- _Exercise requirements_: Each record that follows is to be reproduced character for character, pictures excepted.

- _Extracted entries_:
┏━━

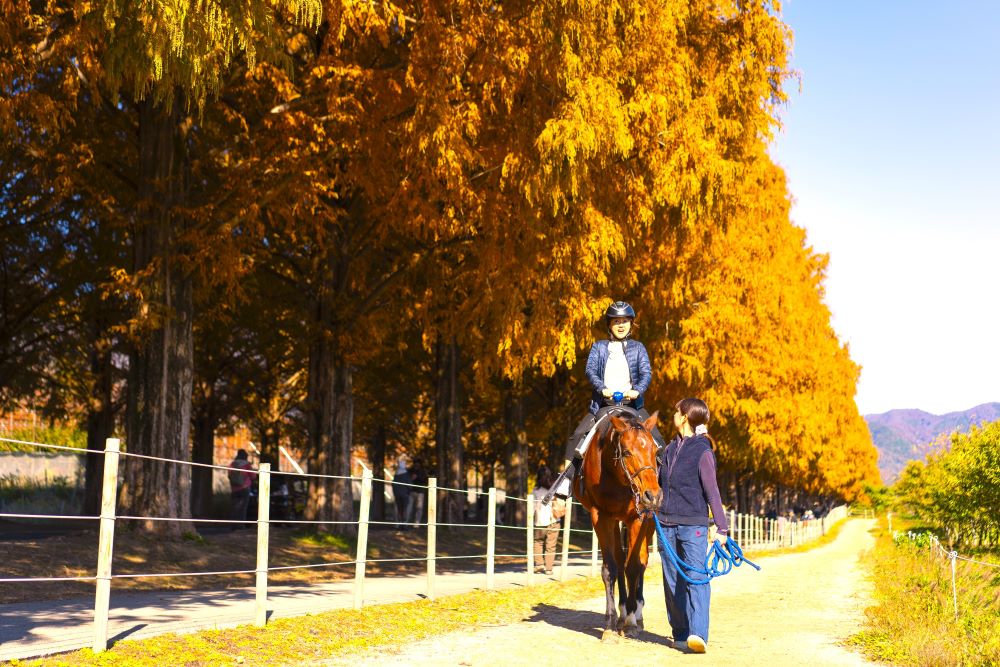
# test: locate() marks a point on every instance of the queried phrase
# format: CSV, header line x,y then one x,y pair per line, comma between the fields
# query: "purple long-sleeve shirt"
x,y
706,472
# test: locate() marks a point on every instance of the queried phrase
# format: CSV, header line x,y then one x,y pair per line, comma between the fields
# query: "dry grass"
x,y
914,621
75,554
311,639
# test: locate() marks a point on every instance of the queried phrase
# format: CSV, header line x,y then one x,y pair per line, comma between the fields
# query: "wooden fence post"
x,y
491,536
568,519
364,511
531,537
106,540
431,534
594,546
263,534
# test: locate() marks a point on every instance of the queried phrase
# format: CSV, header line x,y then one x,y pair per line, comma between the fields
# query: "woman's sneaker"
x,y
696,644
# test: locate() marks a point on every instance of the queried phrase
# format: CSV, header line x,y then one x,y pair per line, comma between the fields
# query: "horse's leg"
x,y
634,568
619,557
609,573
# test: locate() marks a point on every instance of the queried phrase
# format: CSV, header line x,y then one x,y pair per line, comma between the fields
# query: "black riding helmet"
x,y
618,309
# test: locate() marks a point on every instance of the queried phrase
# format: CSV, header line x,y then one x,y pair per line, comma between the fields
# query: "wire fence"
x,y
937,550
749,531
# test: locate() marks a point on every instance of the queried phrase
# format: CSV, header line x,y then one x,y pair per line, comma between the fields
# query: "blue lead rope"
x,y
730,556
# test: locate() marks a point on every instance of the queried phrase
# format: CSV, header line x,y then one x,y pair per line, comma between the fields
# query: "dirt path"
x,y
793,612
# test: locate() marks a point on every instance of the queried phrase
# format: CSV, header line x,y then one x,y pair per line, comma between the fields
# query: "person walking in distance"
x,y
241,474
401,491
546,521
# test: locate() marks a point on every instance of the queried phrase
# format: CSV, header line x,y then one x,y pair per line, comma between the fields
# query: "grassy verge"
x,y
913,621
311,639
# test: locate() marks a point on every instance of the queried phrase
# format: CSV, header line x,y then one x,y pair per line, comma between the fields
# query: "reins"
x,y
730,556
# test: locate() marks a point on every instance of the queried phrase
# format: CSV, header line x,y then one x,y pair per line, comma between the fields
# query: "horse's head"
x,y
635,460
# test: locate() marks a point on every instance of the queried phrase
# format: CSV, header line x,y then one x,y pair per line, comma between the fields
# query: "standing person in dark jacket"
x,y
687,477
617,364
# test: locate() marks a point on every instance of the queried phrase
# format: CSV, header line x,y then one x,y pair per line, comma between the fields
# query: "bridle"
x,y
621,455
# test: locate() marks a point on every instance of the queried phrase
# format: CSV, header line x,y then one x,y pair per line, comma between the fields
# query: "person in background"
x,y
418,493
546,521
241,475
690,488
401,491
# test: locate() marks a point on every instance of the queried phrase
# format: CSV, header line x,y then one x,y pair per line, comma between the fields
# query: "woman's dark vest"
x,y
684,502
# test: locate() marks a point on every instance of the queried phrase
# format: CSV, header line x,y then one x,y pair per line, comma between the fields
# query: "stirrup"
x,y
563,486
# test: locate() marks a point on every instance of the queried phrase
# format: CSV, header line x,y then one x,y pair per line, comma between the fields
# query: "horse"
x,y
619,486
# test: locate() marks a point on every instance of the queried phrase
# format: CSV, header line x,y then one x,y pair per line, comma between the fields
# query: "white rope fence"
x,y
751,532
953,556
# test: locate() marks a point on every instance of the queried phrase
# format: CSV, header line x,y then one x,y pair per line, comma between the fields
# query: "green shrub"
x,y
914,621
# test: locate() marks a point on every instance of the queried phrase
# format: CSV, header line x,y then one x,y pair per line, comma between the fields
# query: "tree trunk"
x,y
203,451
160,367
516,452
448,437
330,422
100,419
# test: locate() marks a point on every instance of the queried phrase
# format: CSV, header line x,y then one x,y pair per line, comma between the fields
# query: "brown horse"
x,y
619,486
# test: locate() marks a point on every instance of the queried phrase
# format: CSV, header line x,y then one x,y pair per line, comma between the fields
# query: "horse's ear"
x,y
650,423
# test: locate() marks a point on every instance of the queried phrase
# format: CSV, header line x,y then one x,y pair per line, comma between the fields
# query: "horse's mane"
x,y
628,415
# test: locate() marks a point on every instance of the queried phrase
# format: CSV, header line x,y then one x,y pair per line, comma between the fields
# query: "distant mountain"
x,y
906,435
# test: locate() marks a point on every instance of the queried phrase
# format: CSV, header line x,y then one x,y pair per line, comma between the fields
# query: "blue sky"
x,y
892,150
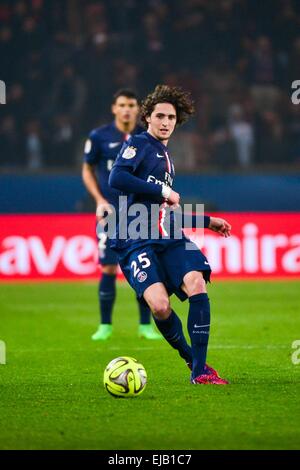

┗━━

- _Result of this exercise_:
# test: locate() marks a point on every instance of the queried phrase
# format: CSV, header line x,y then one x,y pair per line, comma between the fields
# query: "purple long-sleeve shirt"
x,y
706,472
# test: locate() marks a point on every instance of the queried phrase
# format: CSV, header line x,y then one x,y pair per line, comma between the fields
# query: "dry grass"
x,y
914,621
75,554
311,639
# test: locate() marks a point on every instance of the queried phrase
# format: CSV, header line x,y then one x,y pair per line, comma between the fields
# query: "wooden fence post"
x,y
491,536
568,519
364,511
531,537
106,540
431,534
594,546
263,534
# test: locate() marks a point on every instance of the queried phrase
# format: CSV, header line x,y then one x,y pair per line, comma between the fields
# query: "woman's sneaker"
x,y
696,644
# test: locate() marks a point on every instance of the queried phrase
# format: CSV, header line x,y then one x,y pair per line, comma between the fields
# query: "horse's leg"
x,y
634,568
619,557
609,573
# test: locate() marks a point on every instance of the queried phrase
# format: CSV, header line x,y then one x,y pair per line, comma between the fields
# query: "black riding helmet"
x,y
618,309
# test: locate() marks a point on every instance of the queried phrase
# format: CSV, header line x,y then one x,y pair per line, comma between the fields
# query: "wire fence"
x,y
937,550
749,531
# test: locate() marks a point on every instance of the queried phrase
# format: CSV, header line x,y then one x,y pair per line, comma between the fields
# query: "blue lead rope"
x,y
730,556
# test: locate() marks a point on every instance of the queried phrase
# format: CSV, header line x,y then one x,y pair per line, comma between the fields
# query: "dirt path"
x,y
793,612
# test: locate() marks a point on every instance of the queried phrase
# format: CSV, header line x,y then one x,y pair per line, comma between the fields
# query: "person walking in distance"
x,y
241,474
401,491
546,521
# test: locate() marks a point on every instance of the queried phrase
# format: CSV, header line x,y then one x,y pair per line, comma between the fields
# query: "grassy verge"
x,y
913,621
311,639
# test: locate() marks a point on every instance of the queried phrase
# format: CSV, header line x,y then one x,y pair per line, comma between the fields
# query: "reins"
x,y
730,556
# test: locate() marks a point on every instance of the queried phrase
# format: CSV, header line x,y then one x,y pair per line, comma between the fields
# query: "horse's head"
x,y
635,460
# test: locate() marks a point on every instance of the queried phrase
# format: CSV, header line x,y then one x,y pair per line, comma between the fields
# query: "standing person in dark jacket"
x,y
687,477
617,364
# test: locate() marks a point on every instance of the queried phrase
# format: CSV, header line x,y then one x,y pair per line, comma between the fields
# query: "bridle"
x,y
621,455
# test: locate() marks a point on every instance of the queried phrase
# format: CSV, header line x,y then one x,y pair per line, comma between the fields
# query: "person in background"
x,y
418,493
546,521
241,475
690,488
401,491
# test: locate() marks a point on every instance of the queried phrase
# format: CSV, header line x,y then one x,y pair per line, comma between the fields
# query: "woman's dark vest"
x,y
684,502
# test: locate() marks a point on every instance of the queried phrase
# format: CSV, header line x,y then one x,y pair per line, comma between the fields
# query: "stirrup"
x,y
563,486
# test: locate() marks a point on every instance of the queried phrase
# format: CSV, header line x,y then one x,y pair per line, comma between the fields
# query: "horse"
x,y
619,486
# test: locate() marks a point on every instance of the queried phrase
# format: CSV, header line x,y then one x,y pair per line, comma between the fields
# query: "white rope fence"
x,y
751,532
953,556
# test: locate() marks a point on every instance of the queried phrase
# format: CSV, header line x,y then one x,y pair per line, comma between the fields
# query: "green shrub"
x,y
914,621
# test: locate() marks a point on every instance of the queried phrase
# format: CSV, header line x,y then one x,y pair per line, comma between the fields
# query: "tree trunk"
x,y
203,451
160,367
516,452
448,437
330,422
100,419
# test: locate() marks a point on every instance of the queried phrase
# format: CSV, header line x,y then one x,y pair per line, comma between the fields
# query: "brown horse"
x,y
619,486
# test: locate() marks a point on every instance of the queried phrase
# format: CSV, header line x,y then one x,y pair per line, comma between the fields
# query: "horse's ear"
x,y
650,423
# test: locate() marks a point on every instance of the queried phrase
# format: CSV, header line x,y then one x,y pair per line, comma between the fields
# query: "horse's mane"
x,y
628,415
# test: locate() marks a point on every instance of the queried phrase
# format: CSV, header line x,y then one x,y pair per line, comma between the fields
# query: "distant mountain"
x,y
906,435
# test: locate() marks a point on every instance of the queried phrase
# format: CSV, header line x,y then one x,y pair per line, comma between the fields
# query: "blue sky"
x,y
892,150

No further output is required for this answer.